_TAREFAS A FAZER_
a - Responda com base no texto sobre a Previdência Social:
(i) Qual portaria acaba com o Pedido de Reconsideração?
(ii) Que jornada diária a CNI defende?
(iii) Qual medida provisória é citada como tendo afetado a saúde dos trabalhadores?
b - Dê sequência ao texto sobre a Previdência Social, começando logo depois da última frase.

_TRECHO DA PÁGINA_
A Previdência Social e o INSS, historicamente, sempre mudaram regras sem a necessidade de reformas discutidas com a sociedade. Mecanismos como as “ordens internas”, “resoluções” e “portarias” dão o tom da reforma que passa despercebida pelos trabalhadores. As medidas provisórias também se inserem neste contexto. Recentemente, com a edição da MP nº 739, a saúde dos trabalhadores foi afetada em seu âmago, ameaçando milhares de segurados afastados para tratamento de saúde. A portaria nº 152, de 25 de agosto de 2016, extingue o Pedido de Reconsideração – PR, um recurso para atender trabalhadores sem condições de saúde quando do retorno ao trabalho.
A reforma trabalhista e a terceirização, também são questões que, aprovadas como querem os empresários e o governo, com jornadas de 12 horas diárias como defende a CNI e com contratos de trabalho precários e terceirizados, a saúde dos trabalhadores será afetada ainda mais. A terceirização da atividade-fim também faz parte do desmantelamento dos direitos sociais dos trabalhadores.

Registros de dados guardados
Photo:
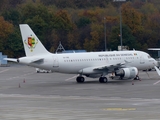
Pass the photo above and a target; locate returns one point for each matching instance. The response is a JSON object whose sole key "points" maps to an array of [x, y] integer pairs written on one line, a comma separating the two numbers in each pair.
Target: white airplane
{"points": [[124, 64]]}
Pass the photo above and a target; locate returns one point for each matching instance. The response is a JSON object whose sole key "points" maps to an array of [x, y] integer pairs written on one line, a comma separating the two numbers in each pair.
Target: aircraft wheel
{"points": [[103, 80], [80, 79]]}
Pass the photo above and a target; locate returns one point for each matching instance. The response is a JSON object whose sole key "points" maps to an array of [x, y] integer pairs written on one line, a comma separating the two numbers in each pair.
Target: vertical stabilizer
{"points": [[32, 45]]}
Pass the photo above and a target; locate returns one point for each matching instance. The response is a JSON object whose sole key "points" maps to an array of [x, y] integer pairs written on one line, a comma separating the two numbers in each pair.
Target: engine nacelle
{"points": [[127, 73], [93, 75]]}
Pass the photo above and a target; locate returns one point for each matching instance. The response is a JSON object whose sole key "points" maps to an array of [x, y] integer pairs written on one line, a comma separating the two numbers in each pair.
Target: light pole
{"points": [[121, 41], [105, 46]]}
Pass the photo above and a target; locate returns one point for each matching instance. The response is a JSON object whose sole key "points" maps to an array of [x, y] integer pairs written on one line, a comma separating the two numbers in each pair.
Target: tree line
{"points": [[79, 24]]}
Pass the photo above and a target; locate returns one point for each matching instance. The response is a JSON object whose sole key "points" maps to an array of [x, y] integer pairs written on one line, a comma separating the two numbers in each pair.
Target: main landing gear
{"points": [[81, 79], [103, 80]]}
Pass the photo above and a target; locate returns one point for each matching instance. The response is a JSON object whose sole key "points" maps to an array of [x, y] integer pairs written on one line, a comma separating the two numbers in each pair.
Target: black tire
{"points": [[80, 79]]}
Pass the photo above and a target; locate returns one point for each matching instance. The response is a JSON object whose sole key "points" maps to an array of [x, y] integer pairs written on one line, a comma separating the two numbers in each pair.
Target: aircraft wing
{"points": [[109, 67]]}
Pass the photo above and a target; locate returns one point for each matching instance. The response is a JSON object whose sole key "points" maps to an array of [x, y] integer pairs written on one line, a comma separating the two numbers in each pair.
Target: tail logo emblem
{"points": [[31, 42]]}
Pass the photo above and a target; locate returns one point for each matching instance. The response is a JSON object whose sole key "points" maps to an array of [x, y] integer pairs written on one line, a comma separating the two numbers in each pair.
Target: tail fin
{"points": [[32, 45]]}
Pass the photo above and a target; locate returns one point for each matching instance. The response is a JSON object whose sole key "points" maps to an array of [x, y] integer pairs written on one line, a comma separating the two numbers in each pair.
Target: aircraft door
{"points": [[55, 62], [142, 61]]}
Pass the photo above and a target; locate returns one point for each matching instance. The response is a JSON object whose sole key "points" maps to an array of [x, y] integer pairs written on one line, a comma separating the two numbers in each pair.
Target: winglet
{"points": [[32, 45]]}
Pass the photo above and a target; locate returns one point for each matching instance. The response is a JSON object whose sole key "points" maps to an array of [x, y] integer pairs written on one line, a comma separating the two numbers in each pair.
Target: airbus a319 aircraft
{"points": [[124, 64]]}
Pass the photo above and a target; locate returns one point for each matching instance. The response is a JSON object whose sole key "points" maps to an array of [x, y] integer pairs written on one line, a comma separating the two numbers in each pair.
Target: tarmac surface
{"points": [[27, 95]]}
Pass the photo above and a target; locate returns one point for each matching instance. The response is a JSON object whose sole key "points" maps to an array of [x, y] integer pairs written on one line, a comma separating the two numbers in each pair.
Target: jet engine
{"points": [[127, 73]]}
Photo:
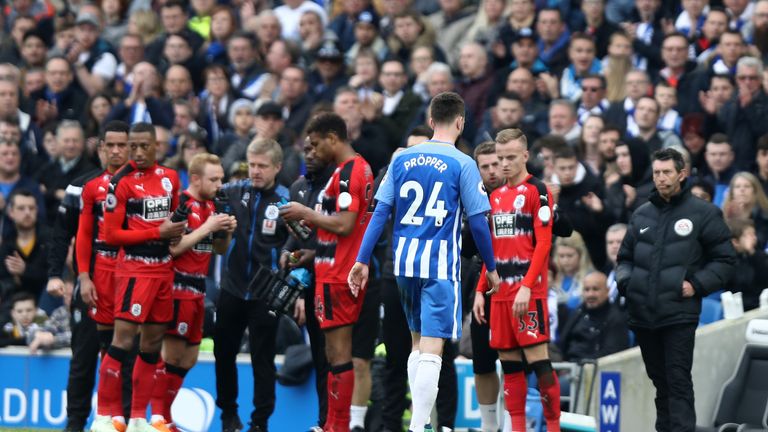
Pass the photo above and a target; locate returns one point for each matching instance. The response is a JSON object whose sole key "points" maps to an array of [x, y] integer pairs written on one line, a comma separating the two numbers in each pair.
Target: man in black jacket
{"points": [[598, 327], [677, 250]]}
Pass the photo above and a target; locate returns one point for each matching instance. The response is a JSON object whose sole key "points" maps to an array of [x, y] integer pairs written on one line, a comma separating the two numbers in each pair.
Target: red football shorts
{"points": [[104, 312], [144, 299], [188, 317], [508, 332], [335, 306]]}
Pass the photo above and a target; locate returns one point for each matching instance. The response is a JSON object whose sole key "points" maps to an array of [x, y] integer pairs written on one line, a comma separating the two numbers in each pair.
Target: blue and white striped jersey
{"points": [[427, 185]]}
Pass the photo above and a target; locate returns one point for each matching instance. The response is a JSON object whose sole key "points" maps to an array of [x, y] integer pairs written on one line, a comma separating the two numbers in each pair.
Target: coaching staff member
{"points": [[677, 250], [256, 246]]}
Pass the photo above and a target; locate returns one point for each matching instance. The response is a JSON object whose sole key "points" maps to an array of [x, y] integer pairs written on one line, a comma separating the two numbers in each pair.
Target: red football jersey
{"points": [[91, 239], [191, 267], [349, 189], [137, 204], [521, 240]]}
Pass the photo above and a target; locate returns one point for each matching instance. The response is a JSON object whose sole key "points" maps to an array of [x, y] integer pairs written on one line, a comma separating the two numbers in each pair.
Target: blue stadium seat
{"points": [[711, 311], [534, 413]]}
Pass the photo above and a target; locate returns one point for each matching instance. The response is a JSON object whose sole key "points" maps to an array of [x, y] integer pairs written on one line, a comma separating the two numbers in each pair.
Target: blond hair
{"points": [[511, 134], [199, 161], [760, 199]]}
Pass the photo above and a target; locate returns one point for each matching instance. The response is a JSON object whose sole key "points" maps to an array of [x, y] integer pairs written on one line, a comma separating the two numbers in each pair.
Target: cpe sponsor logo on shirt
{"points": [[504, 225], [156, 208]]}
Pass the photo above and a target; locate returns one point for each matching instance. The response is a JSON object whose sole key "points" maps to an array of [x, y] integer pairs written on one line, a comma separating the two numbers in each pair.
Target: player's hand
{"points": [[231, 224], [593, 202], [15, 264], [523, 297], [493, 282], [55, 287], [358, 277], [294, 211], [630, 194], [172, 230], [688, 290], [305, 258], [283, 261], [217, 222], [88, 290], [478, 308], [42, 339], [298, 312]]}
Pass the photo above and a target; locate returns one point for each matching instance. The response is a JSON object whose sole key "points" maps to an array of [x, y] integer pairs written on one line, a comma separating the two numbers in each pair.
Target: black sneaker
{"points": [[232, 424]]}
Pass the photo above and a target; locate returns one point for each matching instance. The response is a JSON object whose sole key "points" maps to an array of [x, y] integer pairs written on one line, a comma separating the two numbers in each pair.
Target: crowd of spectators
{"points": [[596, 85]]}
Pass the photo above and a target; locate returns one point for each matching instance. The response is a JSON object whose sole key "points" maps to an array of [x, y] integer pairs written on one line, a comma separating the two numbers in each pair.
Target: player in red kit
{"points": [[521, 227], [95, 259], [137, 207], [92, 252], [340, 227], [191, 257]]}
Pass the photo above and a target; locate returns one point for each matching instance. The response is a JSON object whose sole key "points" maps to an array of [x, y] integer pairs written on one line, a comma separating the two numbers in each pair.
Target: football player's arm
{"points": [[65, 227], [482, 282], [475, 201], [114, 216], [343, 222], [84, 242], [543, 235], [220, 245], [478, 224], [373, 232], [190, 239]]}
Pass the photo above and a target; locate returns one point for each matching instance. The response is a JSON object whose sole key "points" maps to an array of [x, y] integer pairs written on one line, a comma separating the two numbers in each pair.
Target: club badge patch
{"points": [[110, 202], [519, 202], [167, 185], [481, 188], [269, 227], [272, 212], [683, 227]]}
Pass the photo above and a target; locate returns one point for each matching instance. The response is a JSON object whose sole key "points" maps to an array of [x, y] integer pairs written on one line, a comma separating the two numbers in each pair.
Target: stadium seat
{"points": [[743, 401], [534, 413], [711, 311]]}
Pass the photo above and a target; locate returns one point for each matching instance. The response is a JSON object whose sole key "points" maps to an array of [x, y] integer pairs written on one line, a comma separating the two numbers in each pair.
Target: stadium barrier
{"points": [[622, 395], [33, 394]]}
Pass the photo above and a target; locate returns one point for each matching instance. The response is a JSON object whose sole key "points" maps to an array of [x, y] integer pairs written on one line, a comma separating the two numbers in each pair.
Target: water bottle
{"points": [[301, 231], [180, 214], [764, 300], [221, 203]]}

_RESPOSTAS_
a -
(i) A portaria nº 152, de 25 de agosto de 2016.
(ii) Jornadas de 12 horas diárias.
(iii) A MP nº 739.

b -
Com certeza há muitos outros elementos para debatermos sobre o que está acontecendo com a saúde dos trabalhadores em nosso país. Temos plena convicção de que as políticas desenvolvidas e instituídas até então são insuficientes para garantir ambientes de trabalho saudáveis, livres de acidentes e adoecimentos.
Infelizmente, a tendência é de piora. Convivemos com um entrave político central, que é o controle total da saúde do trabalhador pelo empregador.
Uma possível saída seria resgatar e colocar em prática o lema do Modelo Operário Italiano (MOI), que diz: “A saúde não se vende, nem se delega, se defende”!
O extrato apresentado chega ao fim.